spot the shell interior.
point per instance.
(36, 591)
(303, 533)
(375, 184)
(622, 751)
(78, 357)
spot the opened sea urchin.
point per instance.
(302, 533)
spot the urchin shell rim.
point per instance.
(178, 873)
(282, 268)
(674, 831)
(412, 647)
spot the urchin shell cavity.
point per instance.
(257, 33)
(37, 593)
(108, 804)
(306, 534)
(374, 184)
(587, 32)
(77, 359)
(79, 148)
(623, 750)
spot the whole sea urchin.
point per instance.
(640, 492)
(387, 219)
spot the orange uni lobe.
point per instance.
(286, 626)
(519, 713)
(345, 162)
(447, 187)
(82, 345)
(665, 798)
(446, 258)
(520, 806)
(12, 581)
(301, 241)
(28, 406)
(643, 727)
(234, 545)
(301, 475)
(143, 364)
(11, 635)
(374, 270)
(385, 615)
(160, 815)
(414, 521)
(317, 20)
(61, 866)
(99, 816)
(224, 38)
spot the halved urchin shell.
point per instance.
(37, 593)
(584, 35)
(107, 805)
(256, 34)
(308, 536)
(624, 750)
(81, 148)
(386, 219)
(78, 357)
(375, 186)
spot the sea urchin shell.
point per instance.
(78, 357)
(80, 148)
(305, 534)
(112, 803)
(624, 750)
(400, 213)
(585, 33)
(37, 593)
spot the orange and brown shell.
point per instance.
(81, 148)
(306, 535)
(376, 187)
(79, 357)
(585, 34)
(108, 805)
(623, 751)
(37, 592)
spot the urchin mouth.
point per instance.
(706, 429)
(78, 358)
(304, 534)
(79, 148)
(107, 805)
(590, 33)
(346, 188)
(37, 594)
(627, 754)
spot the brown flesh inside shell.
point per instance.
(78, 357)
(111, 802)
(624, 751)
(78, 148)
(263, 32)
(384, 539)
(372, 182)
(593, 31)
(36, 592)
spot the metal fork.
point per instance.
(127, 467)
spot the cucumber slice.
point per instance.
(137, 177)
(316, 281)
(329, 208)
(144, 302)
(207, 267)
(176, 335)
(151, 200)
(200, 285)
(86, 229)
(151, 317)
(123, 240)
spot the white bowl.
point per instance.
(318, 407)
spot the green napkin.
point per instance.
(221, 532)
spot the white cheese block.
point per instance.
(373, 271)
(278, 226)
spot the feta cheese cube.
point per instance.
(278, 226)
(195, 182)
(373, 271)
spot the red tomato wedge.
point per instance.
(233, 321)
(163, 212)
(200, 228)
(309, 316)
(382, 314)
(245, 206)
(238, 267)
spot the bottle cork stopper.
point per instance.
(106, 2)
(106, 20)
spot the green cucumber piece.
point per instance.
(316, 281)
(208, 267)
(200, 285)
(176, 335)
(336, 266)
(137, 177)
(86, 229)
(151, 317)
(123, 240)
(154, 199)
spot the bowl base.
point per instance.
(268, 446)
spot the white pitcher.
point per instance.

• Brief
Reproduce the stretch of data from the line containing "spot the white cheese block." through the end of the data, offsetting every number in the coordinate pairs by -108 and leaving all other lines unchanged. Output only those lines.

• Exercise output
spot the white cheese block.
point per instance.
(265, 163)
(170, 118)
spot the feta cheese cube.
point per instance.
(170, 118)
(87, 74)
(265, 163)
spot the red tomato wedge.
point per instance.
(125, 213)
(55, 104)
(92, 120)
(201, 208)
(274, 206)
(137, 98)
(130, 159)
spot the bottle cork stopper.
point per instance.
(-2, -106)
(-2, -88)
spot the green cucumber piece.
point per instance.
(208, 173)
(100, 159)
(92, 177)
(68, 227)
(228, 158)
(29, 69)
(-22, 121)
(43, 209)
(15, 132)
(46, 91)
spot the bowl base.
point per instance.
(160, 338)
spot the white pitcher.
point per instance.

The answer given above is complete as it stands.